• GOAL OF THE EXERCISE
Rewrite the records below, replacing every "harbour" with "harbor" and keeping everything else unchanged.

▼

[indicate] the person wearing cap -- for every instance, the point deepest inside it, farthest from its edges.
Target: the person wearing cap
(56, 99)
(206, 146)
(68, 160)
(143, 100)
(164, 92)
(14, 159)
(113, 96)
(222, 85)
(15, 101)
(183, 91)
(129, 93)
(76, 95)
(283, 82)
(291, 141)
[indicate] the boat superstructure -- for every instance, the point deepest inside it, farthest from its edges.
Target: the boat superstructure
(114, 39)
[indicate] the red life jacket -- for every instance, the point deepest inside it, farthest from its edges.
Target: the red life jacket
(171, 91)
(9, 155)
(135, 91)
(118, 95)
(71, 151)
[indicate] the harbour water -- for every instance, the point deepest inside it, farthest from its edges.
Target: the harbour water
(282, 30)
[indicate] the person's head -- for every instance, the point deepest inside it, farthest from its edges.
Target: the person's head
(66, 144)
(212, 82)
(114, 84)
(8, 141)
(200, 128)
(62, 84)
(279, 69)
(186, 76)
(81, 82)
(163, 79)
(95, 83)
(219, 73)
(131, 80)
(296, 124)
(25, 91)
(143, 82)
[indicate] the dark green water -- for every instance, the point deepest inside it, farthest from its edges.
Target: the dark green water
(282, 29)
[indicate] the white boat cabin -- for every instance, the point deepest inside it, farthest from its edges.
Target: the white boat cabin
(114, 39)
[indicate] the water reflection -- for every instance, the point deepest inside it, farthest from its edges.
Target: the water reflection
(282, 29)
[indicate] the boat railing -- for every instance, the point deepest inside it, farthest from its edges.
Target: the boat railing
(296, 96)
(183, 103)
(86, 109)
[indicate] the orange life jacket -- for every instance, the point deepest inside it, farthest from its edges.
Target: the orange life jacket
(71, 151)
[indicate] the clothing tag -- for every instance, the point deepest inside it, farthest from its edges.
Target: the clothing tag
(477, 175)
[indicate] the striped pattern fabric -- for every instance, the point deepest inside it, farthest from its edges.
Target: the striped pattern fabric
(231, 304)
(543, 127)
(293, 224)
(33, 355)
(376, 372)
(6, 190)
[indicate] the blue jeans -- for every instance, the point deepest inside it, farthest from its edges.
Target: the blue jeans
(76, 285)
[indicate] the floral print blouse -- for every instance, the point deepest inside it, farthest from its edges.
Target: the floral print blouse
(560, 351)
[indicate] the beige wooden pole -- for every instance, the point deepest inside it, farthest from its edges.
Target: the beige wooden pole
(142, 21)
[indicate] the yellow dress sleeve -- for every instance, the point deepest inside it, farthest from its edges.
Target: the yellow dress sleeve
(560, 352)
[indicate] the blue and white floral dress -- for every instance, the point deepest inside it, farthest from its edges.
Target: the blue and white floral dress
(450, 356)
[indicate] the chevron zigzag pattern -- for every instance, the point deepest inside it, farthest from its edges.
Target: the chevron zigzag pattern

▲

• SOLUTION TO THIS EXERCISE
[indicate] the person wearing cap -- for every instance, the point deepest inside it, farthest from its edges.
Target: the person wearing cap
(56, 99)
(206, 146)
(68, 160)
(143, 100)
(164, 92)
(14, 159)
(113, 96)
(222, 85)
(15, 101)
(183, 91)
(129, 93)
(76, 95)
(283, 82)
(291, 141)
[indicate] the boat superstructure -- for every instance, the point deepest inside it, farthest from its edges.
Target: the boat superstructure
(114, 39)
[indicate] the red life jacket -- for every instance, the point deepest inside it, farthest from its edges.
Target: the red life jacket
(171, 91)
(9, 155)
(135, 91)
(118, 95)
(71, 151)
[indicate] the harbor water -- for every instance, the point deepest inside it, farthest from its edges.
Target: the harbor water
(282, 30)
[indicate] the person's head -- for every instance, the point deepest inside it, farthest from its edges.
Target: the person's head
(66, 144)
(212, 82)
(114, 84)
(8, 141)
(200, 128)
(62, 84)
(279, 69)
(186, 76)
(81, 82)
(163, 79)
(95, 83)
(219, 73)
(131, 80)
(296, 124)
(25, 91)
(143, 82)
[indicate] the dark green water -- for every instance, the point deepest inside it, farthest from its edges.
Target: the dark green water
(282, 29)
[indicate] the white boat cabin -- for every instance, the point deepest inside it, farthest from its edges.
Target: the white boat cabin
(114, 39)
[indicate] the water reflection -- for every instance, the point deepest inside it, farthest from its edges.
Target: the water reflection
(282, 29)
[indicate] the boat railing -- for every instance, the point deepest inside it, farthest from its edges.
Target: the boat railing
(296, 96)
(183, 103)
(86, 109)
[indicate] the orange life jacket -- for every instance, the point deepest inside it, farthest from its edges.
Target: the orange life jacket
(71, 151)
[indicate] the clothing tag -- for every instance, the point deepest inside it, farthest from its edges.
Target: the clothing tag
(477, 175)
[indicate] the striped pattern fabric -- for every instance, the point deepest inside it, farthest from its edges.
Target: the striped pattern fabric
(231, 304)
(543, 127)
(293, 224)
(33, 355)
(376, 372)
(6, 190)
[indicate] the blue jeans -- for every instance, the point deepest inside it, farthest from its edges.
Target: the blue jeans
(76, 285)
[indicate] the floral print blouse -- for every instance, the point deepest inside it, farthest from its edges.
Target: the floral print blouse
(560, 351)
[indicate] the beige wooden pole -- for every instance, the point deepest inside it, farthest from its edges.
Target: the beige wooden pole
(142, 21)
[indicate] the yellow dress sleeve -- for every instance, the point deepest inside it, farthest from its edges.
Target: the yellow dress sleeve
(560, 352)
[indicate] the blue and white floral dress -- for every instance, the point deepest inside it, farthest from its edges.
Target: the blue and white floral dress
(450, 356)
[indicate] the chevron zigzag pattern -- for every instance, the point deepest inside it, farthest from its edges.
Target: the chevron zigzag pattern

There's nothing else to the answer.